WHAT TO WORK ON ▸ Reproduce all of the records below, substituting "foreground clicks" for each occurrence of "positive clicks" and keeping everything else identical.

[Saved data entries]
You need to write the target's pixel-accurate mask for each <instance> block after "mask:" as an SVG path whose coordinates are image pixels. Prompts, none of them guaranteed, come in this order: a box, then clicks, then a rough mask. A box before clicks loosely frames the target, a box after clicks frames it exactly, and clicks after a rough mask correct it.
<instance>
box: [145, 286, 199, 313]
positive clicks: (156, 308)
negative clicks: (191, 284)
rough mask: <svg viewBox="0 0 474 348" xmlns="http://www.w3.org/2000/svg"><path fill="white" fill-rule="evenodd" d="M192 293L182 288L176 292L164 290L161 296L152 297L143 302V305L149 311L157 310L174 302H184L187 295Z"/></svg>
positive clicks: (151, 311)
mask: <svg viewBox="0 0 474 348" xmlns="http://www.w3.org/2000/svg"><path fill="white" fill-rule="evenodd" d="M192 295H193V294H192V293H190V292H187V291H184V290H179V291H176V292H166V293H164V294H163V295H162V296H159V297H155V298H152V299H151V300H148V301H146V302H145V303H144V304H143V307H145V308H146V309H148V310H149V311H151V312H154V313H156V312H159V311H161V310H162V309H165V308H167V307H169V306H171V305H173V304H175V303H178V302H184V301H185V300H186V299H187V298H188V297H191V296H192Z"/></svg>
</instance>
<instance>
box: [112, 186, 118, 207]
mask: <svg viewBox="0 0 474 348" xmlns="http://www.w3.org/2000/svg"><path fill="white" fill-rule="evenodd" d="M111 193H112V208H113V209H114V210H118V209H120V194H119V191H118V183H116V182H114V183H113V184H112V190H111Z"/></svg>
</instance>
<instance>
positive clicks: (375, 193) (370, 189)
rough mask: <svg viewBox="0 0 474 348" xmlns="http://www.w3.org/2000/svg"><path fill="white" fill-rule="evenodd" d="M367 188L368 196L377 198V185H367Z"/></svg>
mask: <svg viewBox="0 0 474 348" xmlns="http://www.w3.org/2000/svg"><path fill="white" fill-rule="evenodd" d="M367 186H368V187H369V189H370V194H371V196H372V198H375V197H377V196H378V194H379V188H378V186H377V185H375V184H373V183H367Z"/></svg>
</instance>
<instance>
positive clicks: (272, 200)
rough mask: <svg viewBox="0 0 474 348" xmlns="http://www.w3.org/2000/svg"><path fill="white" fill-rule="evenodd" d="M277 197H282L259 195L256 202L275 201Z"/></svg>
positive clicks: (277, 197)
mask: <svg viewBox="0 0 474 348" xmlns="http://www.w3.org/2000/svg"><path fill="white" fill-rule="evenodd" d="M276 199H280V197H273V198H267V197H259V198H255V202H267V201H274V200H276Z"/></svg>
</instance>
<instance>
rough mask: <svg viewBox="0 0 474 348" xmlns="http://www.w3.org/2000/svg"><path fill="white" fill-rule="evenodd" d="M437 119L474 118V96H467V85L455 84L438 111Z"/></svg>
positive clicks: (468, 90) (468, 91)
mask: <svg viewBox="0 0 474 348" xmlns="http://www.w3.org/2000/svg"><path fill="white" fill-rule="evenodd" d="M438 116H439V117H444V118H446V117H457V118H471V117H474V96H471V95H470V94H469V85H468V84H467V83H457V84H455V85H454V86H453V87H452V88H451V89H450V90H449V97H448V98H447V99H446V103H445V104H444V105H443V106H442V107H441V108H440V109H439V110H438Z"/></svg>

EXPECTED ANSWER ▸
You need to write the target's pixel-accurate mask for each <instance> block after "mask:" as an SVG path whose coordinates are image pixels. Prompts, none of them guaranteed, come in this order: a box, then clicks, then a rough mask. A box before clicks loosely frames the target, a box after clicks frames it exactly, and clicks after a rough mask correct it.
<instance>
box: [145, 286, 199, 313]
foreground clicks: (156, 308)
negative clicks: (191, 284)
rough mask: <svg viewBox="0 0 474 348" xmlns="http://www.w3.org/2000/svg"><path fill="white" fill-rule="evenodd" d="M192 293L182 288L176 292L164 290L161 296L152 297L143 302V305L149 311L157 310L174 302H184L187 295Z"/></svg>
foreground clicks: (151, 311)
mask: <svg viewBox="0 0 474 348" xmlns="http://www.w3.org/2000/svg"><path fill="white" fill-rule="evenodd" d="M192 295H193V294H192V293H190V292H187V291H184V290H179V291H176V292H166V293H164V294H163V295H162V296H159V297H155V298H152V299H151V300H148V301H146V302H145V303H144V304H143V307H145V308H146V309H148V310H149V311H151V312H154V313H156V312H159V311H161V310H162V309H165V308H167V307H169V306H171V305H173V304H175V303H178V302H184V301H185V300H186V299H187V298H188V297H191V296H192Z"/></svg>
</instance>
<instance>
box: [112, 186, 118, 207]
mask: <svg viewBox="0 0 474 348" xmlns="http://www.w3.org/2000/svg"><path fill="white" fill-rule="evenodd" d="M111 193H112V208H113V209H114V210H118V209H120V194H119V191H118V183H116V182H114V183H113V184H112V190H111Z"/></svg>
</instance>
<instance>
foreground clicks: (375, 193) (370, 189)
rough mask: <svg viewBox="0 0 474 348" xmlns="http://www.w3.org/2000/svg"><path fill="white" fill-rule="evenodd" d="M367 188L368 196L377 198V185H367Z"/></svg>
mask: <svg viewBox="0 0 474 348" xmlns="http://www.w3.org/2000/svg"><path fill="white" fill-rule="evenodd" d="M367 186H368V187H369V189H370V194H371V196H372V198H375V197H377V196H378V194H379V188H378V186H377V185H375V184H373V183H367Z"/></svg>
</instance>
<instance>
foreground clicks: (272, 200)
rough mask: <svg viewBox="0 0 474 348" xmlns="http://www.w3.org/2000/svg"><path fill="white" fill-rule="evenodd" d="M277 197H282L259 195L256 202L275 201Z"/></svg>
foreground clicks: (277, 197)
mask: <svg viewBox="0 0 474 348" xmlns="http://www.w3.org/2000/svg"><path fill="white" fill-rule="evenodd" d="M276 199H280V197H273V198H267V197H259V198H255V202H267V201H274V200H276Z"/></svg>
</instance>
<instance>
rough mask: <svg viewBox="0 0 474 348" xmlns="http://www.w3.org/2000/svg"><path fill="white" fill-rule="evenodd" d="M437 119L474 118V96H467V85L455 84L438 111Z"/></svg>
foreground clicks: (468, 90) (468, 91)
mask: <svg viewBox="0 0 474 348" xmlns="http://www.w3.org/2000/svg"><path fill="white" fill-rule="evenodd" d="M438 116H439V117H444V118H446V117H457V118H471V117H474V96H471V95H470V94H469V85H468V84H467V83H457V84H455V85H454V86H453V87H452V88H451V89H450V90H449V97H448V98H447V99H446V103H445V104H444V105H443V106H442V107H441V108H440V109H439V110H438Z"/></svg>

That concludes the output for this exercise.